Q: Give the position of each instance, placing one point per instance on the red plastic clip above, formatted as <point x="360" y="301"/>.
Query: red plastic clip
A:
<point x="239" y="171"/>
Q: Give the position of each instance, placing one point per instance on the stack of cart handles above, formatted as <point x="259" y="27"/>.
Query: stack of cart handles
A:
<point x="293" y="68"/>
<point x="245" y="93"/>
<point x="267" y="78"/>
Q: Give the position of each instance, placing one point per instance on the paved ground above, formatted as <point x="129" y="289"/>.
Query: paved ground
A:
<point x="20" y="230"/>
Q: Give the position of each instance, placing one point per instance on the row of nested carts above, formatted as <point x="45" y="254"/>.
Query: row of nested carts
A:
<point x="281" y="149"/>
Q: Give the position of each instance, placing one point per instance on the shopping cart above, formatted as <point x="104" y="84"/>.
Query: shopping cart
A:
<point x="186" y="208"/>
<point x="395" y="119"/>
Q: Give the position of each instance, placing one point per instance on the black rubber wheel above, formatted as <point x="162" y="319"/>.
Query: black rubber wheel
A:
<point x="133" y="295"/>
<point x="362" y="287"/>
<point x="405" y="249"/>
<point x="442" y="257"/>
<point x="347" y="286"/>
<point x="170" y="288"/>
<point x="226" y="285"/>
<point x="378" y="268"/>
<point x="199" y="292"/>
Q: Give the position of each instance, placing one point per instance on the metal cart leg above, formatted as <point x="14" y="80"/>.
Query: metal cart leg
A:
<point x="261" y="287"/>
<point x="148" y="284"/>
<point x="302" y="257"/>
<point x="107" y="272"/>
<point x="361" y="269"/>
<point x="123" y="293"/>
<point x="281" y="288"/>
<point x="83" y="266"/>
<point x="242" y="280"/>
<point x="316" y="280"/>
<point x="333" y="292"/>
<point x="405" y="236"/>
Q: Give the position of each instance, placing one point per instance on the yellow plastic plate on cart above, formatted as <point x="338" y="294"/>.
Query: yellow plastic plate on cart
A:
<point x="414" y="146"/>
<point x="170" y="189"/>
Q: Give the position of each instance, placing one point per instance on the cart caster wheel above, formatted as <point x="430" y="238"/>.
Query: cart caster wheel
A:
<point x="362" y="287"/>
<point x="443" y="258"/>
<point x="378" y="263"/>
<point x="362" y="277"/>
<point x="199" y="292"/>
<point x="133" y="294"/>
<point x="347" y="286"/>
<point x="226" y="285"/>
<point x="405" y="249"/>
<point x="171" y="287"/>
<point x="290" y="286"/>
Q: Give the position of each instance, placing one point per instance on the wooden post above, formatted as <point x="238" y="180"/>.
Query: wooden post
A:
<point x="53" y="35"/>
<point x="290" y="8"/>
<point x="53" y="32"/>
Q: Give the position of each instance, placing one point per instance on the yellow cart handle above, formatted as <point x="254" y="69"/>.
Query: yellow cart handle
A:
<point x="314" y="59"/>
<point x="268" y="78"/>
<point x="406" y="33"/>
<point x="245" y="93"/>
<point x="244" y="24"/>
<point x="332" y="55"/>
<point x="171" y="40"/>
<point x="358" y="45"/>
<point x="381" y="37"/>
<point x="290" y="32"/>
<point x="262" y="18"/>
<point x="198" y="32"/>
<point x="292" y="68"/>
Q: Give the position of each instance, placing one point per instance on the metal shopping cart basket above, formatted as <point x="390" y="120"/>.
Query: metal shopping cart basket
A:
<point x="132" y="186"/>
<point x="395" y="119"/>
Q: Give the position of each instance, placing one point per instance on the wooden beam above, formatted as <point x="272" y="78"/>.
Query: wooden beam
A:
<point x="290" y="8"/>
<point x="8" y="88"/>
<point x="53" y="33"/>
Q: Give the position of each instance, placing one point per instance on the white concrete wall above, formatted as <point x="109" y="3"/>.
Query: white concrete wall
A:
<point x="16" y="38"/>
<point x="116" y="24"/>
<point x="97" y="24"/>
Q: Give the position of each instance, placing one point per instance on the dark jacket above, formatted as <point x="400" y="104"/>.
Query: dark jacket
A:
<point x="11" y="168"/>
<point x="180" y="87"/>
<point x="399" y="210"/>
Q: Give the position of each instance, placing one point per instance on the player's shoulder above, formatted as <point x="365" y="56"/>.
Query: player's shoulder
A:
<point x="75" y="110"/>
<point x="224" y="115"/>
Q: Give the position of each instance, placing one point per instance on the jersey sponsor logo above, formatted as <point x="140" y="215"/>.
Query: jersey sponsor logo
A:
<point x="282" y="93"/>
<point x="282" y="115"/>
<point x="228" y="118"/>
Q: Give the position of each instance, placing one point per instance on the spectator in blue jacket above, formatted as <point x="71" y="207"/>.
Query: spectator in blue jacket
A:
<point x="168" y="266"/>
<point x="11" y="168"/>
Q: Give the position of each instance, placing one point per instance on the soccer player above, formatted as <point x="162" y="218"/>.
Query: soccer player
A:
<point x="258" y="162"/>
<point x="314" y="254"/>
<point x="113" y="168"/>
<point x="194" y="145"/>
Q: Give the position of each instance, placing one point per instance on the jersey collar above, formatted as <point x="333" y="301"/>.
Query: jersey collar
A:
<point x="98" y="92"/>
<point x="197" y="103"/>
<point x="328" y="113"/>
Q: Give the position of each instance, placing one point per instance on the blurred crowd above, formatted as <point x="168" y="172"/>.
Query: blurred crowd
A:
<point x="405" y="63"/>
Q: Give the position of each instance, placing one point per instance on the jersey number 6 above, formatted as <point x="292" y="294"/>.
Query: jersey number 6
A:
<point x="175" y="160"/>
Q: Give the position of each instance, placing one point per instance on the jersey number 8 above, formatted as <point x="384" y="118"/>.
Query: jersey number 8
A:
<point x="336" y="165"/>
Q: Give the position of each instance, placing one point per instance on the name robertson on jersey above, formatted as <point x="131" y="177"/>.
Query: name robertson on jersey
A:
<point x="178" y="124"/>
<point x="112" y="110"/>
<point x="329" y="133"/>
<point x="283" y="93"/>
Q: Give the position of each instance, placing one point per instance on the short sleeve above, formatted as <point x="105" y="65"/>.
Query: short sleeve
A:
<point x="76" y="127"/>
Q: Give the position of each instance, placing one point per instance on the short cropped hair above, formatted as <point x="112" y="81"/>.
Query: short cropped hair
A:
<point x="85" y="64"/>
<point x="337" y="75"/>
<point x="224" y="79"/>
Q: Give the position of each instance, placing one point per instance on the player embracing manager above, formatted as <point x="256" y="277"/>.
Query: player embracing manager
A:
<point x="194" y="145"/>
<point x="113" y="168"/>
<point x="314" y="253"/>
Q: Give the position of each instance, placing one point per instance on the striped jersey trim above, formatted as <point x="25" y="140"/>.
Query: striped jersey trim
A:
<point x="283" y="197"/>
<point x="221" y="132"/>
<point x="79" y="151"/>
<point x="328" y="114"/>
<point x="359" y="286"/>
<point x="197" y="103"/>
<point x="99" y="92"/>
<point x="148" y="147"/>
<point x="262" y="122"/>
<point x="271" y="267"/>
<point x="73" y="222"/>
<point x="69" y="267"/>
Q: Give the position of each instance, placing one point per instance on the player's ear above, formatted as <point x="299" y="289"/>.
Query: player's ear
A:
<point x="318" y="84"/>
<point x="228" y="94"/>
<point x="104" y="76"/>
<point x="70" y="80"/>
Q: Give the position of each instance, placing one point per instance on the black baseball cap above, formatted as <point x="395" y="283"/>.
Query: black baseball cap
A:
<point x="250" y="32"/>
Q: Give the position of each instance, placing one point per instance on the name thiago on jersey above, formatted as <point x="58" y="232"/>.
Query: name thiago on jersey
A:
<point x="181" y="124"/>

:::

Go through the material and copy each line that contains "number".

• [REPLY]:
Q: Give the position of each instance, placing one point per instance on the jersey number 6 above, formatted as <point x="292" y="294"/>.
Query: jersey number 6
Q: Give the position of each instance, placing one point per instance on the jersey number 8 above, formatted as <point x="384" y="118"/>.
Query: jersey number 8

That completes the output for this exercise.